» DESCRIPTION OF THE TASK
I would like you to output every record below exactly, apart from the pictures.

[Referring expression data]
....
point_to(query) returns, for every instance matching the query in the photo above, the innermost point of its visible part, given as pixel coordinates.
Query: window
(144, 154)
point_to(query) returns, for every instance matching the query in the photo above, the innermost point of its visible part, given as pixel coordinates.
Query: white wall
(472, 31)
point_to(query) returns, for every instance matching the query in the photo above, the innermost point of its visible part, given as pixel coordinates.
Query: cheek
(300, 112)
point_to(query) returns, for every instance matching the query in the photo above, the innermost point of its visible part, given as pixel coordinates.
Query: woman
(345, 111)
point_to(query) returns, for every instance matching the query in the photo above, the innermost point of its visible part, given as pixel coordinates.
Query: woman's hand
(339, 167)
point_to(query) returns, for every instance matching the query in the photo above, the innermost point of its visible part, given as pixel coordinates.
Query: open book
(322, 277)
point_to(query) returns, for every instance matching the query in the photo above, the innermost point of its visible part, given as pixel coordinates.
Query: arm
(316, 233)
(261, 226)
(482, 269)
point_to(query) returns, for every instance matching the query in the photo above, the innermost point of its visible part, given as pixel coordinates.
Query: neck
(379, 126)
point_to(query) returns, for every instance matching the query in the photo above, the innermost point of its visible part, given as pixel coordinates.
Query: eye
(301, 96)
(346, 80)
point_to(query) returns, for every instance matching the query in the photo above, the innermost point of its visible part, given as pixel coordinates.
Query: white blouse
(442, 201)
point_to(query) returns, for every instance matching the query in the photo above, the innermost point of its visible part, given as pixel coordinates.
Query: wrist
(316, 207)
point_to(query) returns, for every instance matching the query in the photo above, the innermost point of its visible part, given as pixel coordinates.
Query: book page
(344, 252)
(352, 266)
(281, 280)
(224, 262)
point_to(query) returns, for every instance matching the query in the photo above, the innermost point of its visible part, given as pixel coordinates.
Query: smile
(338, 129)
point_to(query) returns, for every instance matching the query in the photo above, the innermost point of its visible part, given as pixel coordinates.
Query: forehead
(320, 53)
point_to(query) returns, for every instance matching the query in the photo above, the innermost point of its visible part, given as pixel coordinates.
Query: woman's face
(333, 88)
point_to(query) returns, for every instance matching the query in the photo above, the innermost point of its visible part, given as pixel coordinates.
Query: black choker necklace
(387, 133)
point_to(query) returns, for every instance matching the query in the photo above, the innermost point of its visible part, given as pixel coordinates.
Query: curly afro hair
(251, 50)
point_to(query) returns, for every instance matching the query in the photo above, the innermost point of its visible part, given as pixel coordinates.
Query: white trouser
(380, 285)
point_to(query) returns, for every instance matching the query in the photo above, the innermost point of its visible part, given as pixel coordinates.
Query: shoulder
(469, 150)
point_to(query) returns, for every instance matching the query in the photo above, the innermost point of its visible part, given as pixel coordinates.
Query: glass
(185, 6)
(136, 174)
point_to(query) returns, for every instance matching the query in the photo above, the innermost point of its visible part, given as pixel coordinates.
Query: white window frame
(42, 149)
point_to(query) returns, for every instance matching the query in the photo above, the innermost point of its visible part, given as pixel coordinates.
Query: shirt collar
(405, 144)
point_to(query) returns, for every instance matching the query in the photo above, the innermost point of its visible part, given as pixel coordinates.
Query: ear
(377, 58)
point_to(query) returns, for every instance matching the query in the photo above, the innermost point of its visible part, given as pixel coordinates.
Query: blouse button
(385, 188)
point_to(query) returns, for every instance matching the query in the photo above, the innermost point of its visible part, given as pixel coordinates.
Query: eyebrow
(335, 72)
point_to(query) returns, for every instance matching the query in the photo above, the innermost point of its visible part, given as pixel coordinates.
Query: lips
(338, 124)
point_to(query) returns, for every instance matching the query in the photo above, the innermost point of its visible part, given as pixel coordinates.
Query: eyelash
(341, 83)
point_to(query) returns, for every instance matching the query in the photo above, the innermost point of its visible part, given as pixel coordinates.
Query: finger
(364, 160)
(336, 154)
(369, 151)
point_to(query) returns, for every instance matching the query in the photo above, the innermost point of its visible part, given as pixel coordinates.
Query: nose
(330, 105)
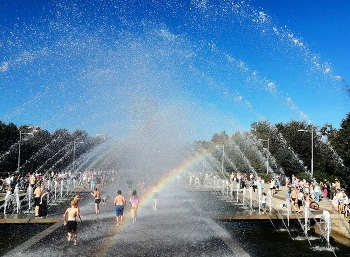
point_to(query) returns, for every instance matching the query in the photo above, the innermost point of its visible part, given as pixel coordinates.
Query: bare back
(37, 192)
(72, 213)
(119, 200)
....
» YOUR SOLUTION
point_to(query) returns, for every instance matching the query in the photo above, the innermost point of its visible part, given as pixel coordinates.
Query: window
(144, 154)
point_to(query) returns, for every instance matching the query in the photo above, the innermost point of its visible part, given as pixel coordinates.
Query: white wall
(472, 31)
point_to(query) returns, for every instance matching the query in the photo above, the innermost point of its visible part, given as pixel coordinates.
Query: cheek
(300, 112)
point_to(query) returns, for every instance matching the query in the photo above, the innermost point of its visible part, given as pixel coordinates.
Query: woman
(345, 111)
point_to(query) returns, for every instance matching the query in the photo above, the innermost point of its visible part, given as pixel coordinates.
Query: woman's hand
(339, 167)
point_to(query) returns, for every instance matching the query in the photo above, the innermost point of its visible part, given as pixel coordinates.
Query: open book
(322, 277)
point_to(query) returns, for every instance matching the query in the photo above, the innermost point of its visible part, given as pixel coordinates.
Query: arm
(316, 233)
(261, 226)
(482, 269)
point_to(query) returns, for every instance matching the query in the photo above, the innermost point of its visible part, given as pixel coordinates.
Query: neck
(379, 126)
point_to(query) returns, for every instance matching the query in the photo above, the innermost point of its visible part, given as pixel coordinates.
Query: eye
(301, 96)
(346, 80)
point_to(query) returns, for every instance matching the query in the photo above, the innermost point of its visible part, given as pixel coordinates.
Query: white blouse
(442, 201)
point_to(query) returns, for every instance matching the query in the photo above, the innermost point of its visible part, given as pixel coordinates.
Query: wrist
(316, 207)
point_to(query) returns, for every instance matching the query in the photo above, the innermost point of its visible part, given as pixel coordinates.
Query: book page
(344, 252)
(352, 266)
(281, 280)
(224, 262)
point_to(query) returns, for every instance matching the query in the photo above, the innermost point of its visible part, given as pixel coordinates.
Query: smile
(338, 129)
point_to(query) returns, for every instance matching the query in the photo above, the innermost point of its visible part, given as pixel coordinates.
Query: forehead
(320, 53)
point_to(query) returns, for every instance matching the query in the photo above, the innermost point of its visible part, given as pixel coordinates.
Query: woman's face
(333, 88)
point_to(query) returns, for every instance matching the query in the photo above, the innermost point of its visible part, given as pixel coordinates.
Query: black choker necklace
(387, 133)
point_to(query) returns, for every instance matching the query in the photo above, the innermost point of its visible part, given as pixel coordinates.
Query: curly afro hair
(251, 50)
point_to(query) returns, for every instance matching the query in the photo above, the innermost point of its visible part, given as pixel coordinates.
Query: white trouser
(380, 285)
point_to(query) returns, for every instance matching the query in the photo above, the innermost point of its visible part, given as pixel coordinates.
Query: shoulder
(469, 150)
point_to(query) returns, for every instance matching the query in the photo above, the innermost point of its visible part, given as pixel coordinates.
Query: glass
(185, 6)
(136, 174)
point_to(query) returns, for every instance matching the query in the photo above, the innermost point of its visible part, given as pixel coordinates.
Query: white window frame
(42, 149)
point_to(query) returns, for every instance matching the query in the photo above, the innermost point of its visible part, given as pixel coordinates.
Query: shirt collar
(405, 144)
point_to(query) returns, for every instance matching the query in the photo above, the innermost point of its visible part, given as pixel coordinates.
Query: ear
(377, 58)
point_to(query) returns, for every instance matching the query in the photo above, the innermost point of its visible part, given as pixel coordinates.
Query: blouse button
(385, 188)
point_to(query) returns, for every instance matching the query in the photo above, the innermost point of its visible part, given as pixel coordinates.
Query: eyebrow
(335, 72)
point_to(query) returns, for every instance matching the query in the photo above, the innermost point of its visible part, given as pixel coordinates.
Query: lips
(338, 124)
point_to(query) returns, for every instance matching the query in the photo above, the innermost point of its visible part, given as pixel coordinates.
Query: eyelash
(341, 83)
point_to(query) returns, for every instance matching the query in the photo above, the innermost point of its visible part, given as pixel coordinates.
Query: finger
(364, 160)
(336, 154)
(369, 151)
point_to(query) returns, for every instance matching the query in the photo above, the innermost point of its visible part, given as pixel coordinates.
Query: nose
(330, 105)
point_to(query) returns, for every instance matching the query in the photo above, the innermost point of its visible part, given as pixel coordinates.
Query: bare back
(37, 192)
(72, 213)
(119, 200)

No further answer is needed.